*Prompt 1*
Quote the entries verbatim, starting at the line that contains "Place one point per instance of the dark foreground" (including that line) and stopping after the last line of the entries. Leave the pictures out of your answer.

*Selected extract*
•••••

Document analysis and classification systems usually include document segmentation, feature extraction and document classification. Document segmentation divides a document into homogeneous regions. Because each region has its own characteristics, a number of features are extracted for each region. Finally, document classification uses one or more classifiers to classify each region based on the extracted features into text, mathematical formulas, tables, figures, etc.
To segment document images into homogenous regions, several algorithms have been proposed. Wong et. al. presented the run-length smoothing algorithm (RLSA) which is a bottom-up approach Error! Reference source not found.. This algorithm consists of three steps. In the first step, horizontal white runs that are smaller or equal to a threshold are changed to black runs. The second step is like the first but vertically not horizontally. The last step combines the results from the first and the second steps by the logical “and” operator. X-Y cut algorithm which is a top-down algorithm was presented in [1], [2]. In this algorithm, the page must be unskewed and the homogeneous blocks in the page can be bounded by rectangular regions, separated by white space or by horizontal and vertical lines. The document is cut alternatively
horizontally and vertically according to white spaces based on projection profile of black pixels in the vertical and horizontal direction.
[3] proposed a hybrid algorithm. Its main idea is performing splits and merges of the regions of the document at the same time. If a region is inhomogeneous, split it into four rectangular subregions based on the projection profiles. If two adjacent regions are homogeneous
And their union is also homogeneous, then merge them. Repeat the steps until no splitting and merging can be made.
To label each region of the documents as text, drawings etc. several features have been proposed previously.

•••••

*Input material*
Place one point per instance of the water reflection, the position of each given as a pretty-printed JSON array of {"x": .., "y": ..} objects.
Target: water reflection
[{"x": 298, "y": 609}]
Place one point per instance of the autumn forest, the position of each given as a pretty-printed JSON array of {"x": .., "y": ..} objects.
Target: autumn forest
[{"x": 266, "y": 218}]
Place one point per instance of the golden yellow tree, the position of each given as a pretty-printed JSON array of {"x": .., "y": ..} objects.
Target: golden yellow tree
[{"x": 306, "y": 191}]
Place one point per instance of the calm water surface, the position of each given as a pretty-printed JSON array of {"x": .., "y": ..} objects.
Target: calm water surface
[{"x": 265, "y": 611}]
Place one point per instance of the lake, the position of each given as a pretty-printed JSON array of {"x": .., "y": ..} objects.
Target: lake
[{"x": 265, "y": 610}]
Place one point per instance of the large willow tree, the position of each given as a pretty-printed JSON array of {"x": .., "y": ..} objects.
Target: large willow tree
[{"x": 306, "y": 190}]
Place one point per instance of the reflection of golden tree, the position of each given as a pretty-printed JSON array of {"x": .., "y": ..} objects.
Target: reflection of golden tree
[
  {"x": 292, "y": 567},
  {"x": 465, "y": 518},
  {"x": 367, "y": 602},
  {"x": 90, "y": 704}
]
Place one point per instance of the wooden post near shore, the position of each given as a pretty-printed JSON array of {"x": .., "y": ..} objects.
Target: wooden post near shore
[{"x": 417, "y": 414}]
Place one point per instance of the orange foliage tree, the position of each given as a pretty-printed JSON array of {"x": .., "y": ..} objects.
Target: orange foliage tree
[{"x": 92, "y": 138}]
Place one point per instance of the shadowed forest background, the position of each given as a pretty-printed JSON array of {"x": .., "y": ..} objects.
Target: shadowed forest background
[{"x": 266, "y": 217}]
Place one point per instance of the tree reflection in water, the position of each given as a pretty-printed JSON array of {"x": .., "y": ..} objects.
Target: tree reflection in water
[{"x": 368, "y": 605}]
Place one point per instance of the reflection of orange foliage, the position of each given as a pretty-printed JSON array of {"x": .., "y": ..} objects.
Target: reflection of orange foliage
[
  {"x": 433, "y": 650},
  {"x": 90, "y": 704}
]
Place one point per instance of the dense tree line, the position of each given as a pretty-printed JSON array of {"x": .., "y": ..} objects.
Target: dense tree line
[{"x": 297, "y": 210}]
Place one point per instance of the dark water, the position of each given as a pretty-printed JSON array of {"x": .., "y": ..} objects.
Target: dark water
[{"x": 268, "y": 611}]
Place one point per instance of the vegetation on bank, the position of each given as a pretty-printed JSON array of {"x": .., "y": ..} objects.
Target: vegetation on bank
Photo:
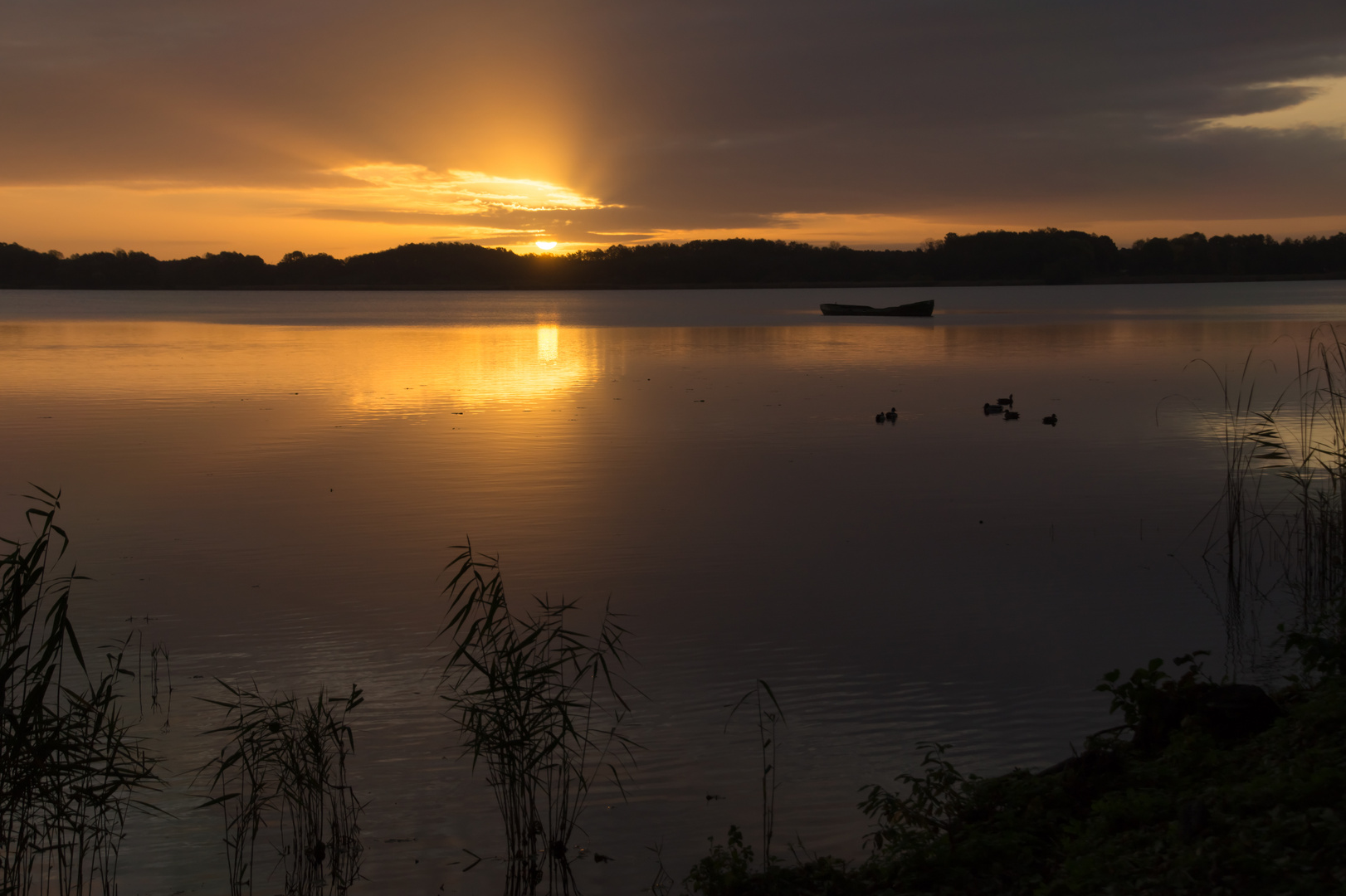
[
  {"x": 1207, "y": 787},
  {"x": 1201, "y": 803},
  {"x": 1036, "y": 256}
]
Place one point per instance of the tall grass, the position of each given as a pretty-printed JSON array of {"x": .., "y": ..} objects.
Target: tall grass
[
  {"x": 768, "y": 716},
  {"x": 71, "y": 767},
  {"x": 540, "y": 705},
  {"x": 285, "y": 763},
  {"x": 1279, "y": 538}
]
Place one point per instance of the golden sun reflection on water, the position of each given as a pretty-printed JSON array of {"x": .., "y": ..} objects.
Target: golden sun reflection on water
[{"x": 368, "y": 369}]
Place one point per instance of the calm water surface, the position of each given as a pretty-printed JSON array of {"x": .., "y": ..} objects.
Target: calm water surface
[{"x": 270, "y": 483}]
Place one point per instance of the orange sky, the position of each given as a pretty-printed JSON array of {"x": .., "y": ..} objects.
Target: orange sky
[{"x": 353, "y": 127}]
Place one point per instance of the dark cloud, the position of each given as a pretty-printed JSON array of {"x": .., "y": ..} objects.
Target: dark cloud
[{"x": 695, "y": 114}]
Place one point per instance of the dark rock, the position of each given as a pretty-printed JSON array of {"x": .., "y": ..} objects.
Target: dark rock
[{"x": 1235, "y": 712}]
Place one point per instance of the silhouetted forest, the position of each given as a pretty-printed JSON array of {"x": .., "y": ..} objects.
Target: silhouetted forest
[{"x": 1034, "y": 256}]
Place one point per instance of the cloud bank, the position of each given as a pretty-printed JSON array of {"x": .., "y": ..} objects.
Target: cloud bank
[{"x": 597, "y": 120}]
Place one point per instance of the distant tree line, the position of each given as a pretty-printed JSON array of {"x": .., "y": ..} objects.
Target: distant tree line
[{"x": 995, "y": 256}]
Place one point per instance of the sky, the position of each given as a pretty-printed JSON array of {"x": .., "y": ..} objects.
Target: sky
[{"x": 182, "y": 127}]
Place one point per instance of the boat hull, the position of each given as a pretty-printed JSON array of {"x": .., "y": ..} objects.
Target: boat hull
[{"x": 914, "y": 309}]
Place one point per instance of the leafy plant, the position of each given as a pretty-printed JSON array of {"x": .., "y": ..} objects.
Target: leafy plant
[{"x": 908, "y": 822}]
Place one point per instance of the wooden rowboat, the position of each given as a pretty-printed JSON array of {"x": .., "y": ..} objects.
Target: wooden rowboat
[{"x": 914, "y": 309}]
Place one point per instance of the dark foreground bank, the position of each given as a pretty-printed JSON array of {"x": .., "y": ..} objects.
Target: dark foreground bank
[
  {"x": 991, "y": 257},
  {"x": 1207, "y": 789}
]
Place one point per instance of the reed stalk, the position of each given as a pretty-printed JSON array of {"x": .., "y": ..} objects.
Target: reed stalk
[
  {"x": 768, "y": 714},
  {"x": 540, "y": 705},
  {"x": 71, "y": 767},
  {"x": 285, "y": 763}
]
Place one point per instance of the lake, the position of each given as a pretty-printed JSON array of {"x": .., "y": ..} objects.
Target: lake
[{"x": 270, "y": 483}]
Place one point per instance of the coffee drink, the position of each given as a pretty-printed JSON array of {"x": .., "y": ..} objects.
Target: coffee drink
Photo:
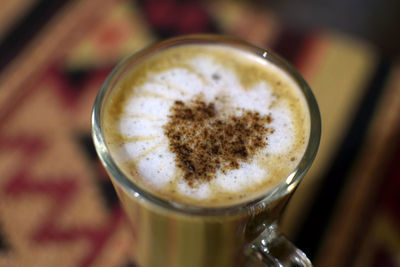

•••••

*Prompt 2*
Can you extend the passage on document segmentation and classification, picking up after its final sentence?

*Task answer 1*
Place one point per instance of the dark foreground bank, the position of each given as a pretty-printed JSON array of {"x": .., "y": ..} objects.
Target: dark foreground bank
[
  {"x": 991, "y": 257},
  {"x": 1207, "y": 789}
]
Place one point per instance of the reed stalk, the position of each given as a pretty-printed JSON array of {"x": .., "y": ..} objects.
Target: reed stalk
[
  {"x": 768, "y": 714},
  {"x": 540, "y": 705},
  {"x": 71, "y": 767},
  {"x": 285, "y": 763}
]
Place one point per instance of the lake, the position of each given as a pretty-printed JSON array of {"x": .., "y": ..} objects.
Target: lake
[{"x": 270, "y": 483}]
Place one point per instance of the coffee drink, the position of each given as a pretty-printed JSON array of {"x": .., "y": ..} objects.
Target: coffee drink
Photo:

*Task answer 2*
[4] described a feature based supervised zone classifier using the information of the widths and heights of connected-components within a given zone. First of all, the bounding boxes of each connected component are selected. The height and width of the connected components are defined as the height and width of their bounding box. Then the histogram of the connected components’ bounding boxes’ widths and heights for each zone is computed. They observed that, each different zone usually has different distributions of connected component heights and widths. For example, a text zone has many connected components with the size of individual characters. The distribution of the widths and heights is encoded into n*m dimensional feature vector, where n and m are the number of intervals for the widths and heights respectively. The feature values are the normalized connected components’ numbers corresponding to the different height and width intervals. As the authors’ experiment, the values of n and m are 10 and 11 respectively. This system used a binary decision tree to classify each zone into one of eight classes (viz. text of font size 8-12, text of size 13-18, text of size 19-36, math, table, line drawing, halftone, and ruling). They reported accuracy for text and non-text distinction greater than 97%.
In this paper we present Document analysis and classification system which is divided into four phases: 1) preprocessing, 2)document segmentation, 3) feature extraction, and 4) document classification. Preprocessing is used to enhance the images by removing noise, correcting any image skew, etc. Document segmentation phase segments document image into homogeneous regions. In feature extraction, features are extracted for each region. Based on these features, we classify the regions in the document into text and non-text regions
The remainder of the paper is organized as follows: Section (2) focuses on the proposed system Section (3) emphasizes on experimental results
II. Proposed System
The document analysis and classification system has four components: preprocessing, document segmentation, text feature extraction, and classification. A document image is enhanced in the preprocessing phase by removing noise, binarization, and detecting and correcting image skew. The image is segmented into homogeneous regions in the document segmentation phase. Then each region is classified into text or non text in the classification phase based on a number of features that are extracted from each region in the feature extraction phase.
In some literature works, regions are classified into text, math, table, halftone, map/drawing, ruling, logo, etc. In our research, we represent the text and math classes as text classes, while we represent the other classes as non-text classes
Preprocessing is necessary to improve document images before the segmentation phase. The preprocessing includes binarization, noise removal, and skew detection and correction.
The Otsu algorithm [5] is used to identify the threshold, used to convert a gray-level image into binary image. So, each pixel on the image is transformed into white (foreground) if its gray level is smaller than the threshold, otherwise it set to black (background).
For noise removal, the Statistical Based Smoothing algorithm [6] is employed.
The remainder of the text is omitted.